=== RECORDS SUPPLIED ===

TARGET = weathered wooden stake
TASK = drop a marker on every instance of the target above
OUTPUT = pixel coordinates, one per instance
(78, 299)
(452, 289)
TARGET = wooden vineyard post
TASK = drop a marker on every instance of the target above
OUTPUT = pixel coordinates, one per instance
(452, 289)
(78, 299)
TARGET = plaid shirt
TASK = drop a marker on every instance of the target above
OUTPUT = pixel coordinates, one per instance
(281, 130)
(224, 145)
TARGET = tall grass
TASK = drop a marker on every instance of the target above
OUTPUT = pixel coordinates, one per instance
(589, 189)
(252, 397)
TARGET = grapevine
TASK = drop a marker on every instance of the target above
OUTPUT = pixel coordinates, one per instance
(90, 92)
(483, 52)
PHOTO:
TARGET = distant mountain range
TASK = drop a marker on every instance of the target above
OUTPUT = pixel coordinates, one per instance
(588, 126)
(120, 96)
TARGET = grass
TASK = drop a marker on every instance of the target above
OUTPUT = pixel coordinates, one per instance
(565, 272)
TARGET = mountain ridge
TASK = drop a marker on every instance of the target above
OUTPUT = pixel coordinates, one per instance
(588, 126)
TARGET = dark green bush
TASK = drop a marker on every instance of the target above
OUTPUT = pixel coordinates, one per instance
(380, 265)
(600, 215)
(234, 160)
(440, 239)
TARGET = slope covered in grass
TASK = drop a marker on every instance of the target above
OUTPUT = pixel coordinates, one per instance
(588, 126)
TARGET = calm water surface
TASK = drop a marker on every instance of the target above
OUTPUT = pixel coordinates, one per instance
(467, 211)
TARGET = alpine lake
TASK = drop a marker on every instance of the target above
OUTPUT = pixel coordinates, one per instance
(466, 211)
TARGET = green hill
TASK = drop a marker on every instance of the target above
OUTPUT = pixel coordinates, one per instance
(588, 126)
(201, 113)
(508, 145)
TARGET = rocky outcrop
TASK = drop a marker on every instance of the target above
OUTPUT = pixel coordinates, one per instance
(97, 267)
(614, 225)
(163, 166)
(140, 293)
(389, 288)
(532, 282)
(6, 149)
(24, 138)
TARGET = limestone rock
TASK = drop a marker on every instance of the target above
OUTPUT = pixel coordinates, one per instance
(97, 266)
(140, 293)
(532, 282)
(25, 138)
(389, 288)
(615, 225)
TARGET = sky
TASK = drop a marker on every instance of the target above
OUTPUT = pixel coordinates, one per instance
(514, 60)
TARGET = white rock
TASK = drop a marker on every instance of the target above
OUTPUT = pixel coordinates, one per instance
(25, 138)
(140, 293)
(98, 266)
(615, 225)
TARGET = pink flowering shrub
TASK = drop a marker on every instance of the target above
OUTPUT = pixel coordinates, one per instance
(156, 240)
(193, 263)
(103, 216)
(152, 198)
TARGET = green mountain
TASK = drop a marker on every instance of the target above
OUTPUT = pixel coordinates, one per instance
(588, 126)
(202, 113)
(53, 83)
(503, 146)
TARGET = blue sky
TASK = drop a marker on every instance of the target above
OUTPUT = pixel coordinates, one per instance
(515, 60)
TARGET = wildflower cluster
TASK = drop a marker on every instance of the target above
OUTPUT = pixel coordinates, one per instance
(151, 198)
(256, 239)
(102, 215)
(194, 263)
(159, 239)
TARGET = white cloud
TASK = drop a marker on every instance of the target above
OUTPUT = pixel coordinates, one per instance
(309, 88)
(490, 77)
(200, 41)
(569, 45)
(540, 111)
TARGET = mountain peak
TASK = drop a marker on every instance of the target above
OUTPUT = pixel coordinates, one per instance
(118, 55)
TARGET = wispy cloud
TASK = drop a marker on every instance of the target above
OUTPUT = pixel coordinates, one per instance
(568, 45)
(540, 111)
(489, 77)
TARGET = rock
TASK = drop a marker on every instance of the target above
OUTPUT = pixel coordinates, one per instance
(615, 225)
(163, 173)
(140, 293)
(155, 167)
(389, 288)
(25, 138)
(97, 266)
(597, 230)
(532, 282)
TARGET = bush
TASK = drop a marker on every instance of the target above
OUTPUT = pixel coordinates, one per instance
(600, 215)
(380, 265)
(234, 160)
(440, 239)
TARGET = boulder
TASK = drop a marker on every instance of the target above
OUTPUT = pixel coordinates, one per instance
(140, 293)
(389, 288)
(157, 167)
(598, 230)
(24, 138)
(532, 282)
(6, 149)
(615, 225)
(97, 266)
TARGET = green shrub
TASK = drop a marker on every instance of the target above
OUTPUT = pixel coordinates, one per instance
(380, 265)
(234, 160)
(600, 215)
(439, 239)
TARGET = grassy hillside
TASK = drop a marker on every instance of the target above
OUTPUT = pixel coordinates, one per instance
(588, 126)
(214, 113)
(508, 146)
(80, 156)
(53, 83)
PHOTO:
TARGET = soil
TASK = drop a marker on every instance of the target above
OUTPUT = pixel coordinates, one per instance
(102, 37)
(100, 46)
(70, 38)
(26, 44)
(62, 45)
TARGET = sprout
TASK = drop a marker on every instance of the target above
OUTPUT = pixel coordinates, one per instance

=== THE PROBLEM ===
Your task is to repeat every entry exactly.

=== TASK SOLUTION ===
TARGET = weathered wooden stake
TASK = drop a marker on every instance of the target above
OUTPUT = pixel coordinates, one per instance
(78, 299)
(452, 289)
TARGET = wooden vineyard post
TASK = drop a marker on every instance of the target above
OUTPUT = pixel coordinates, one per instance
(452, 289)
(78, 299)
TARGET = plaid shirt
TASK = drop a marker on every instance of the target above
OUTPUT = pixel coordinates, one per instance
(281, 130)
(224, 145)
TARGET = tall grass
TASK = drop a marker on every instance of the target above
OUTPUT = pixel coordinates, one per instance
(589, 189)
(252, 397)
TARGET = grapevine
TASK = drop a marker on every instance of the target above
OUTPUT = pixel coordinates, one per instance
(90, 92)
(483, 52)
PHOTO:
TARGET = distant mountain range
TASK = drop a marker on every instance of the target above
OUTPUT = pixel coordinates, one per instance
(588, 126)
(120, 96)
TARGET = grass
TASK = drop a marker on every instance of the target above
OUTPUT = pixel coordinates, one per instance
(565, 272)
TARGET = mountain ridge
TASK = drop a marker on every instance of the target above
OUTPUT = pixel coordinates, one per instance
(588, 126)
TARGET = dark green bush
TASK = drop a marker on every instance of the target above
OUTPUT = pixel coordinates, one per instance
(380, 265)
(600, 215)
(234, 160)
(440, 239)
TARGET = slope covered in grass
TASK = drop a marker on every instance of the target above
OUTPUT = pixel coordinates, one per instance
(588, 126)
TARGET = calm water surface
TASK = drop a marker on every instance of the target above
OUTPUT = pixel coordinates, one per instance
(467, 211)
TARGET = alpine lake
TASK = drop a marker on every instance of the target above
OUTPUT = pixel coordinates, one per instance
(466, 211)
TARGET = green hill
TASK = drop a marker on every instance of the target above
OUTPUT = pixel coordinates, one per instance
(588, 126)
(201, 113)
(508, 145)
TARGET = rocky outcrop
TASK = drop a marker on every instance of the target above
OUTPUT = pixel coordinates, one per instance
(97, 267)
(614, 225)
(163, 166)
(140, 293)
(389, 288)
(532, 282)
(6, 149)
(24, 138)
TARGET = limestone rock
TASK = drop a marker on every instance of the target above
OUTPUT = pixel coordinates, one per instance
(97, 266)
(140, 293)
(532, 282)
(25, 138)
(389, 288)
(615, 225)
TARGET = sky
TASK = drop a marker on every instance of the target above
OUTPUT = pixel coordinates, one per instance
(514, 60)
TARGET = white rock
TASK = drop a marker on every instance of the target above
OUTPUT = pixel coordinates, one per instance
(25, 138)
(140, 293)
(98, 266)
(615, 225)
TARGET = pink flowering shrub
TASK = drop a marker on every instance of the target above
OUTPUT = pixel coordinates, one per instance
(156, 240)
(193, 263)
(103, 216)
(152, 198)
TARGET = green mountain
TASK = drop a marker on every instance of the target above
OUTPUT = pixel coordinates, one per instance
(588, 126)
(202, 113)
(53, 83)
(503, 146)
TARGET = blue sky
TASK = drop a marker on every instance of the target above
OUTPUT = pixel coordinates, one per instance
(515, 60)
TARGET = wildflower cluster
TASK = drop a marker on every instance of the target above
OUTPUT = pixel coordinates, one per instance
(151, 198)
(256, 239)
(102, 215)
(194, 263)
(159, 239)
TARGET = white cloud
TASK = drop a marker on every instance of the target above
OUTPUT = pixel coordinates, one per instance
(309, 88)
(490, 77)
(200, 41)
(569, 45)
(540, 111)
TARGET = mountain peak
TASK = drop a marker on every instance of the target above
OUTPUT = pixel coordinates, one per instance
(118, 55)
TARGET = wispy cloud
TASK = drop a marker on every instance of the target above
OUTPUT = pixel coordinates, one per instance
(568, 45)
(540, 111)
(489, 77)
TARGET = rock
TASK = drop a marker on every instance of the target above
OUTPUT = pixel coordinates, one per instance
(615, 225)
(163, 173)
(140, 293)
(155, 167)
(389, 288)
(25, 138)
(97, 266)
(597, 230)
(532, 282)
TARGET = bush
TASK = drop a marker on every instance of the target above
OUTPUT = pixel coordinates, one per instance
(600, 215)
(380, 265)
(234, 160)
(440, 239)
TARGET = boulder
TASK = drop a marker on every instance of the target above
OUTPUT = pixel coordinates, one per instance
(140, 293)
(389, 288)
(157, 167)
(598, 230)
(24, 138)
(532, 282)
(6, 149)
(615, 225)
(97, 266)
TARGET = green shrub
TASK = drop a marker on every instance of the target above
OUTPUT = pixel coordinates, one per instance
(380, 265)
(234, 160)
(600, 215)
(439, 239)
TARGET = grassy hillside
TASK = drop a marker on every instance of the target above
OUTPUT = pixel coordinates, one per instance
(588, 126)
(214, 113)
(508, 146)
(80, 156)
(53, 83)
PHOTO:
TARGET = soil
TASK = drop a marker on every instance of the target above
OUTPUT = pixel coordinates, one per instance
(102, 37)
(100, 46)
(70, 38)
(26, 44)
(62, 45)
TARGET = sprout
TASK = drop a marker on every instance of the target above
OUTPUT = pixel coordinates, one per instance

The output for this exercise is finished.